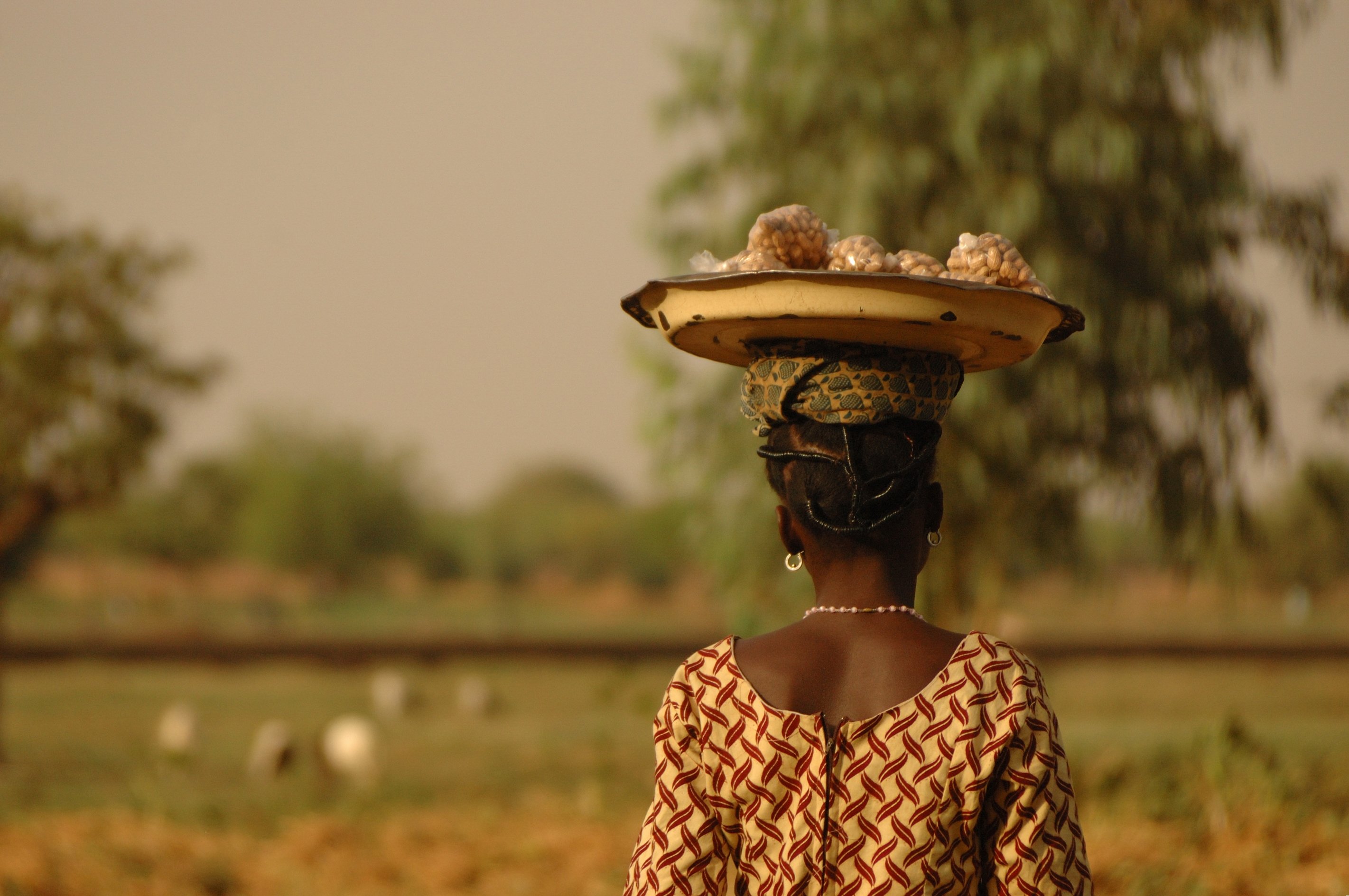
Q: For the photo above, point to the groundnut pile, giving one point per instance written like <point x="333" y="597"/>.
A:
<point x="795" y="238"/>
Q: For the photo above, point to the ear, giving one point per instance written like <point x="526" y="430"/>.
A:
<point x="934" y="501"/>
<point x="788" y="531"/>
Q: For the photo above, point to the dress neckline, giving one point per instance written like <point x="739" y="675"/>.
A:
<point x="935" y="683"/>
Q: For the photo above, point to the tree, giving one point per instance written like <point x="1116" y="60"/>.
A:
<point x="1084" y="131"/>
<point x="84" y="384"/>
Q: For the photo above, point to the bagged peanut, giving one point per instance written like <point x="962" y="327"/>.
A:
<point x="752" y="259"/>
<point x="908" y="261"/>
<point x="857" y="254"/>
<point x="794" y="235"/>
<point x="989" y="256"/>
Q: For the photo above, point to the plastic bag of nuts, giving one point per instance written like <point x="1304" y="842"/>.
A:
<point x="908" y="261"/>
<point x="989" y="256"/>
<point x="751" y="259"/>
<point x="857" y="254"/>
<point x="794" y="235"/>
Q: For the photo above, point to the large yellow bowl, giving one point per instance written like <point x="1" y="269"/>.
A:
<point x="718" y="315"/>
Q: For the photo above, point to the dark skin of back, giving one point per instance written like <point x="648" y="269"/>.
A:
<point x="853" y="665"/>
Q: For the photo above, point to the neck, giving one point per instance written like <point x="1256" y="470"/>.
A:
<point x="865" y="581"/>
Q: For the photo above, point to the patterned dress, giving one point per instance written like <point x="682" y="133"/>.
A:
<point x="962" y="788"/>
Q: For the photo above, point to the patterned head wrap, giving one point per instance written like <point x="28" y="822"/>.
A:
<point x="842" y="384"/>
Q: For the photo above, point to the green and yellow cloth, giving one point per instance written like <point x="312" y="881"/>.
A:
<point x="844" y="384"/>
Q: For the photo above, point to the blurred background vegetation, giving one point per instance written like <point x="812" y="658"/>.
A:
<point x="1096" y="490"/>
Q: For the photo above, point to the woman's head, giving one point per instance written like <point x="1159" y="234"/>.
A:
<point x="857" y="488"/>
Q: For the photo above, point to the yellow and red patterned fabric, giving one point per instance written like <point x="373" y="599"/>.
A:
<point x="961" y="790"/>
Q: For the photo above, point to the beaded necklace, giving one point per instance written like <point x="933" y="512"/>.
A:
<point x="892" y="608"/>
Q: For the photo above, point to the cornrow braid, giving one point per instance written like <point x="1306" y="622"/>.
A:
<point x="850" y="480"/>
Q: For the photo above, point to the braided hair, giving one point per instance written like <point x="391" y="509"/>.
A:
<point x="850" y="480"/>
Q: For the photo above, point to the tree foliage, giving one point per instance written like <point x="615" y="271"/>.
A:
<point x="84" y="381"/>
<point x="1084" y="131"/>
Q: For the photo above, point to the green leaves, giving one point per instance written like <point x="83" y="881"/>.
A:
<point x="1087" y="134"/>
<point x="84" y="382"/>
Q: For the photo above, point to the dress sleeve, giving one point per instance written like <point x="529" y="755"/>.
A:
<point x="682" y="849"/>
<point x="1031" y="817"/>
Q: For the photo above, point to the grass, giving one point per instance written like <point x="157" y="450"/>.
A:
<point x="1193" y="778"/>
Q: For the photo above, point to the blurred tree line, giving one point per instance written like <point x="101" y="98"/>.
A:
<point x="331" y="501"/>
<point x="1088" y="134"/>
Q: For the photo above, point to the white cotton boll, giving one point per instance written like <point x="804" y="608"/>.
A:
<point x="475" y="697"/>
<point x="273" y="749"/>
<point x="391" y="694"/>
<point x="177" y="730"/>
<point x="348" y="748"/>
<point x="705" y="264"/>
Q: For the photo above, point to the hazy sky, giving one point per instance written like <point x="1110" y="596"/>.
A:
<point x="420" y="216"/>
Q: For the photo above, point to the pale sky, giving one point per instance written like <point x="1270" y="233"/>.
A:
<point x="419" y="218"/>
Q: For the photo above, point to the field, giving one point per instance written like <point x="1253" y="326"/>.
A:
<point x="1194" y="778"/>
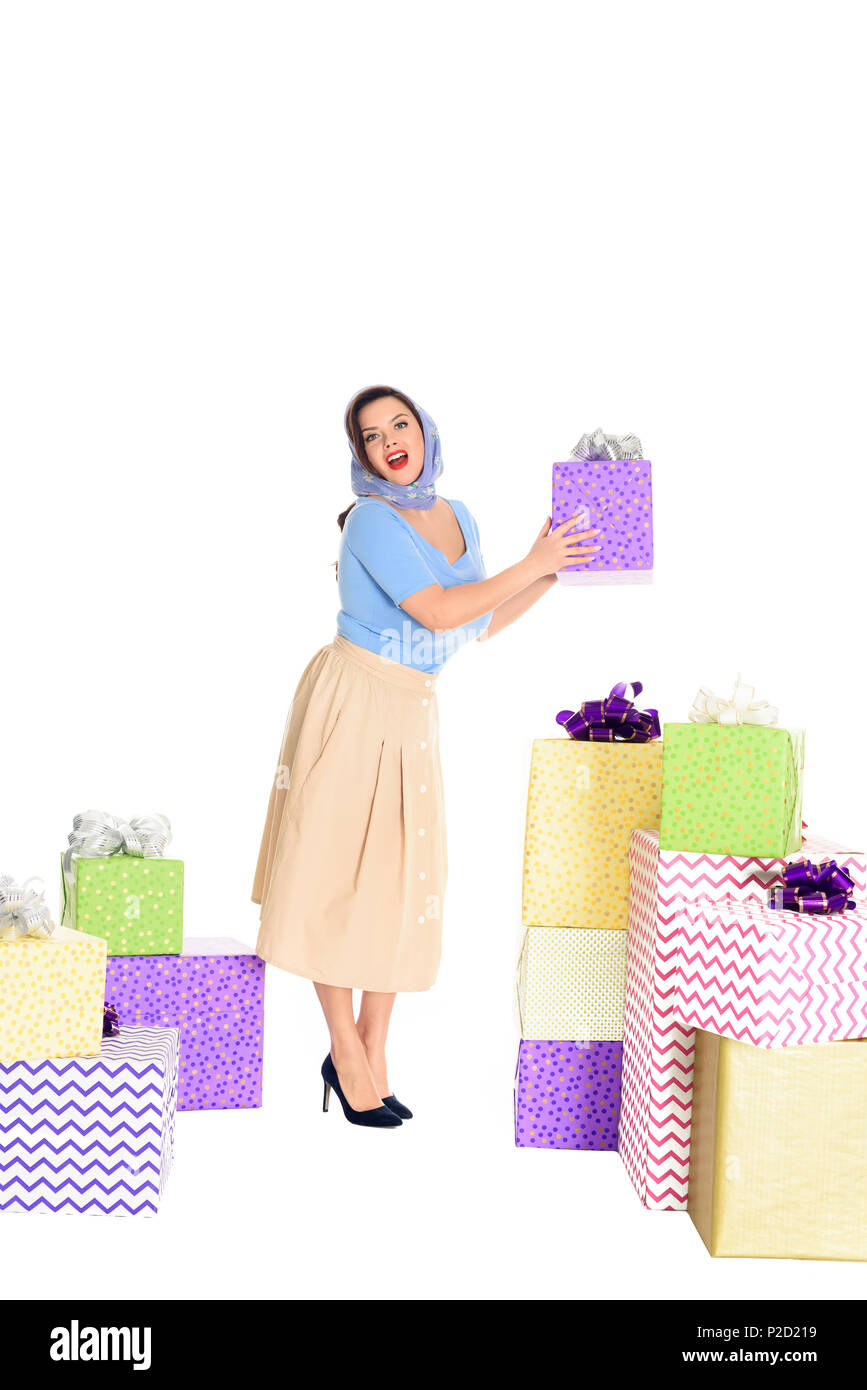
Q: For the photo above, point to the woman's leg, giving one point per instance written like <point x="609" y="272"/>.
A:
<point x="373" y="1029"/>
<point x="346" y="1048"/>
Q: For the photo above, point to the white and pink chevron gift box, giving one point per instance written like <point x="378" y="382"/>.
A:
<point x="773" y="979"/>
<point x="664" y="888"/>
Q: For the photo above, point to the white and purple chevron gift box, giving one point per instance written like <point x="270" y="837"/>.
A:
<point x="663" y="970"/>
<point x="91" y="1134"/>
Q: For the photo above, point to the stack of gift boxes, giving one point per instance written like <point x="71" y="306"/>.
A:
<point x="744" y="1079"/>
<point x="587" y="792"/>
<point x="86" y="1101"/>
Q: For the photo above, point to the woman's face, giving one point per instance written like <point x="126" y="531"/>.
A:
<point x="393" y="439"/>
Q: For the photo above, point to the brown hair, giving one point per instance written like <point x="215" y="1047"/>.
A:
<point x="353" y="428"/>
• • • •
• Task prompt
Leave the pictures out and reproduce each record exactly as written.

• Written response
Q: For the photo above, point to the groundnut pile, giving one point per instance written like <point x="333" y="597"/>.
A:
<point x="795" y="238"/>
Q: For the photo above, point to the ear, giving one point per instance written like <point x="526" y="430"/>.
A:
<point x="934" y="501"/>
<point x="788" y="531"/>
Q: For the photo above, point to the dress neckline, giving one point per instance written like <point x="739" y="675"/>.
A:
<point x="935" y="683"/>
Q: For the photo above, point to the tree, giving one point per instance written like <point x="1116" y="60"/>.
A:
<point x="1084" y="131"/>
<point x="84" y="384"/>
Q: For the photo above, point to the bagged peanut, giving one point per instance written like <point x="962" y="327"/>.
A:
<point x="752" y="259"/>
<point x="908" y="261"/>
<point x="857" y="254"/>
<point x="794" y="235"/>
<point x="989" y="256"/>
Q: For the photo above, point to the plastic bag of nuts, giving one point per instance written like <point x="1304" y="842"/>.
A:
<point x="908" y="261"/>
<point x="989" y="256"/>
<point x="751" y="259"/>
<point x="857" y="254"/>
<point x="794" y="235"/>
Q: For the photo above, point to the large yellow bowl, giving one point per instance written like <point x="1" y="269"/>.
A:
<point x="718" y="315"/>
Q: For the photo above, point to the dark skin of back, giving one point per instance written like <point x="648" y="269"/>.
A:
<point x="853" y="665"/>
Q: For the photo above, point to the neck, giving one point per instance written like <point x="1256" y="470"/>.
A:
<point x="865" y="581"/>
Q: For the photo above, point to the patterned dress, giving one point per instance written like <point x="682" y="133"/>.
A:
<point x="962" y="788"/>
Q: For the photo above, point to the patterned head wrap, giving one point per instance written like <point x="28" y="822"/>.
A:
<point x="842" y="384"/>
Q: For the photo above, point to the green and yellow cloth, giving one point per instance written like <point x="312" y="881"/>.
A:
<point x="844" y="384"/>
Q: For the photo above, point to the blurred background vegetation, giving one point per instance written like <point x="812" y="658"/>.
A:
<point x="1096" y="490"/>
Q: For the photo above, point to the woman's head, giving one point per instance written like <point x="1159" y="234"/>.
A:
<point x="857" y="488"/>
Q: For the photo above, point to the yellow and red patterned fabric, giving one point per instance written like <point x="373" y="599"/>.
A:
<point x="961" y="790"/>
Q: For the photo above, point to the beaded necklace, giving one point per instance written like <point x="933" y="512"/>.
A:
<point x="892" y="608"/>
Q: For the photo above, point to the cornrow braid, giving one point per instance written like <point x="1306" y="622"/>.
A:
<point x="850" y="480"/>
Q: For the photo above, point to the braided hair, giving one point per instance written like <point x="391" y="509"/>.
A:
<point x="850" y="480"/>
Q: For the photo above, point to the tree foliage, giving one point per instance written like <point x="615" y="271"/>.
A:
<point x="84" y="381"/>
<point x="1084" y="131"/>
Q: For the photo above, point to the green leaves, giving one point per instance written like <point x="83" y="881"/>.
A:
<point x="1087" y="134"/>
<point x="84" y="382"/>
Q: For the photo above, point to the dress sleeve, giving one point per instance written like <point x="529" y="755"/>.
A:
<point x="682" y="849"/>
<point x="1031" y="817"/>
Q: For the photo above, point to the grass, giving one point per instance written like <point x="157" y="450"/>.
A:
<point x="1193" y="778"/>
Q: For the photo above, point to the blurred tree line, giving one point per instance written like <point x="101" y="98"/>.
A:
<point x="331" y="501"/>
<point x="1088" y="134"/>
Q: For the photo above, point to the white cotton boll, giving one point per instance written like <point x="804" y="608"/>.
A:
<point x="475" y="697"/>
<point x="273" y="749"/>
<point x="391" y="694"/>
<point x="177" y="730"/>
<point x="348" y="748"/>
<point x="705" y="264"/>
Q: For the photo above, point to the hazy sky, giving one point per instance written like <point x="1110" y="596"/>.
A:
<point x="420" y="216"/>
Q: For the photo above, point to the pale sky, giving one point per instance written like <point x="1270" y="233"/>.
A:
<point x="419" y="218"/>
Q: For the photo above, point to the field, giving one point per instance written like <point x="1253" y="326"/>.
A:
<point x="1194" y="778"/>
Q: For the photo above, point to the woman's leg, giving one point per instance written like <point x="609" y="272"/>.
A:
<point x="373" y="1029"/>
<point x="346" y="1048"/>
Q: For the photo above, point to the white and pink chevron gift box, giving one point per instance written like <point x="378" y="382"/>.
A:
<point x="773" y="979"/>
<point x="664" y="888"/>
Q: For the photo above, point to the white and purple chevron gift box, giving one point per instance written like <point x="270" y="837"/>.
A:
<point x="663" y="970"/>
<point x="91" y="1134"/>
Q: For the photo above, point to the stack of gift boxes, giving one point per instance written like <point x="71" y="306"/>.
A:
<point x="744" y="1079"/>
<point x="587" y="792"/>
<point x="86" y="1101"/>
Q: For the photo above, point to the woman's face, giving one point per instance written like <point x="126" y="531"/>.
A:
<point x="393" y="439"/>
Q: For the photo above, point to the brown hair, giving one point per instance written like <point x="215" y="1047"/>.
A:
<point x="353" y="428"/>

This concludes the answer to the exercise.